GIVEN REQUEST:
Update the material from the line with "target | trimmed green hedge" up to and including its final line by replacing "embracing couple" with "hugging couple" and keeping everything else the same. Return only those lines.

Coordinate labeling data:
□ □ □ □ □
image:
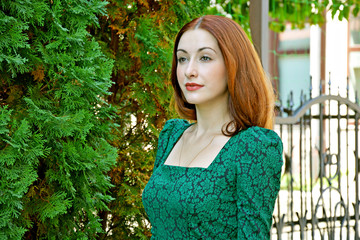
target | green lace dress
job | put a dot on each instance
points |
(231, 199)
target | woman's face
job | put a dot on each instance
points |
(201, 70)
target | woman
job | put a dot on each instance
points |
(217, 178)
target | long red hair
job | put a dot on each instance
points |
(251, 95)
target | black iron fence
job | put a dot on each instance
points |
(319, 196)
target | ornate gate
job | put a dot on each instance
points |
(319, 196)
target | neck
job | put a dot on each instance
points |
(211, 118)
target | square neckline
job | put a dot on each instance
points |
(183, 167)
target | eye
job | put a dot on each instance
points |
(205, 58)
(181, 59)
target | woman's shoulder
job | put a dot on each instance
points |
(257, 143)
(261, 135)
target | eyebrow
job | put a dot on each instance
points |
(200, 49)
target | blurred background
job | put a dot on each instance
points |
(85, 91)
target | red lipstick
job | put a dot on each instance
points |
(193, 86)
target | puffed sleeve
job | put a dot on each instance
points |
(166, 133)
(259, 163)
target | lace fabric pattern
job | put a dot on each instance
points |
(233, 198)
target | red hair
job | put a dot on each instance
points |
(251, 96)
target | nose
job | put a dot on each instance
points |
(191, 70)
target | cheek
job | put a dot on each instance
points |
(179, 75)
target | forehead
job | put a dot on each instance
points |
(196, 39)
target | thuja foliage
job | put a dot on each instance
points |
(54, 121)
(138, 35)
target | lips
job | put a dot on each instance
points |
(193, 86)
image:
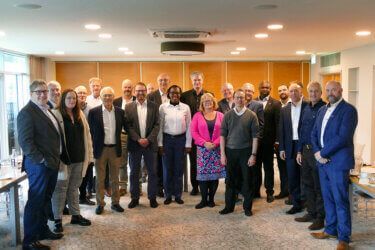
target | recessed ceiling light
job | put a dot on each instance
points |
(261, 35)
(105, 35)
(92, 26)
(275, 26)
(363, 33)
(28, 6)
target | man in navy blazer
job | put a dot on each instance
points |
(289, 124)
(332, 140)
(106, 123)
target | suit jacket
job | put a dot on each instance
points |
(133, 129)
(338, 135)
(38, 137)
(96, 124)
(271, 121)
(286, 129)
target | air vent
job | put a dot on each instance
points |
(330, 60)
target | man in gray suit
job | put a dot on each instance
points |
(39, 137)
(142, 124)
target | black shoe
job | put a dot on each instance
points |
(305, 218)
(99, 209)
(270, 198)
(80, 220)
(117, 208)
(201, 204)
(153, 203)
(86, 201)
(179, 201)
(133, 203)
(167, 201)
(248, 212)
(294, 210)
(58, 226)
(225, 211)
(35, 245)
(48, 235)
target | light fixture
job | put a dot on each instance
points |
(182, 48)
(92, 26)
(275, 26)
(261, 35)
(363, 33)
(105, 35)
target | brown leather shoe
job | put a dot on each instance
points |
(322, 235)
(342, 245)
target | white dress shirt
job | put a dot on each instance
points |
(296, 113)
(109, 122)
(326, 117)
(142, 117)
(174, 120)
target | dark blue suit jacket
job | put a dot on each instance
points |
(338, 135)
(96, 124)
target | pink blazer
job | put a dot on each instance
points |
(199, 129)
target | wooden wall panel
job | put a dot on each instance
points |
(214, 75)
(72, 74)
(239, 73)
(151, 70)
(113, 73)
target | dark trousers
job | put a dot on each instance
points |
(294, 177)
(335, 191)
(208, 190)
(311, 184)
(135, 158)
(173, 164)
(42, 182)
(193, 166)
(239, 177)
(85, 180)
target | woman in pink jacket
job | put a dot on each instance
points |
(205, 130)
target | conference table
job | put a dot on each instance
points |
(10, 178)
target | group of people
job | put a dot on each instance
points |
(64, 135)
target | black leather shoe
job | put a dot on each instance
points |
(80, 220)
(48, 235)
(153, 203)
(99, 209)
(35, 245)
(117, 208)
(86, 201)
(225, 211)
(294, 210)
(133, 203)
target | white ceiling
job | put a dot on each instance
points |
(312, 25)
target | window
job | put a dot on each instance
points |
(14, 94)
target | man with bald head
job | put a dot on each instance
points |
(332, 141)
(290, 119)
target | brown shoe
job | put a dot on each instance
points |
(322, 235)
(342, 245)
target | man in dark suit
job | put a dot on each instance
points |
(106, 123)
(39, 136)
(290, 118)
(271, 109)
(332, 140)
(159, 97)
(257, 108)
(142, 123)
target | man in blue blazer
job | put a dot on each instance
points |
(332, 140)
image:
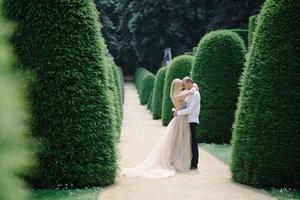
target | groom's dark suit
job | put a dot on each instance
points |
(192, 110)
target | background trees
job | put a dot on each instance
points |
(266, 137)
(158, 92)
(142, 29)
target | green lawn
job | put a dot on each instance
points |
(222, 152)
(75, 194)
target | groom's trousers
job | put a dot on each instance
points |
(194, 144)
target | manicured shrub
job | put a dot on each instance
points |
(158, 92)
(14, 153)
(146, 87)
(71, 106)
(266, 137)
(243, 33)
(218, 64)
(252, 27)
(180, 67)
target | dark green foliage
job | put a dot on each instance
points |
(158, 92)
(139, 75)
(226, 14)
(14, 153)
(144, 81)
(243, 33)
(121, 76)
(180, 67)
(154, 23)
(252, 27)
(266, 137)
(146, 87)
(115, 95)
(137, 31)
(71, 105)
(218, 64)
(150, 101)
(109, 20)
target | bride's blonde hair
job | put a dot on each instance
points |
(176, 87)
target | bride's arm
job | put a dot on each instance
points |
(186, 93)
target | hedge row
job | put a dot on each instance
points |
(266, 150)
(218, 64)
(243, 33)
(144, 81)
(158, 93)
(14, 153)
(180, 67)
(72, 101)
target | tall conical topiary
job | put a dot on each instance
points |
(158, 93)
(180, 68)
(218, 64)
(266, 137)
(71, 107)
(14, 152)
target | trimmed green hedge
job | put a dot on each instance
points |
(15, 156)
(266, 150)
(180, 67)
(71, 106)
(158, 92)
(218, 64)
(252, 27)
(243, 33)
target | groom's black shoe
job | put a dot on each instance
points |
(194, 167)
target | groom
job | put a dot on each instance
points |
(192, 110)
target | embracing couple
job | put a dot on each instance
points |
(177, 149)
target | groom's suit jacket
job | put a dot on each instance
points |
(192, 108)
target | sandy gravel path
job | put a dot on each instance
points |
(139, 135)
□ □ □ □ □
FULL ANSWER:
target | trimmed green hedge
job | put a dot on each instance
points |
(15, 156)
(266, 150)
(180, 67)
(71, 106)
(158, 92)
(218, 64)
(252, 27)
(243, 33)
target | groom's black shoe
job | put a dot on each instance
points |
(194, 167)
target | groom
job | put a dot on each instance
points |
(192, 110)
target | hugging couple
job | put a dot on each instance
points |
(177, 149)
target | groom's suit jacket
job | put a dot on each instance
points |
(192, 108)
target | sandy gravel path
job | put a dot on each instance
points |
(139, 135)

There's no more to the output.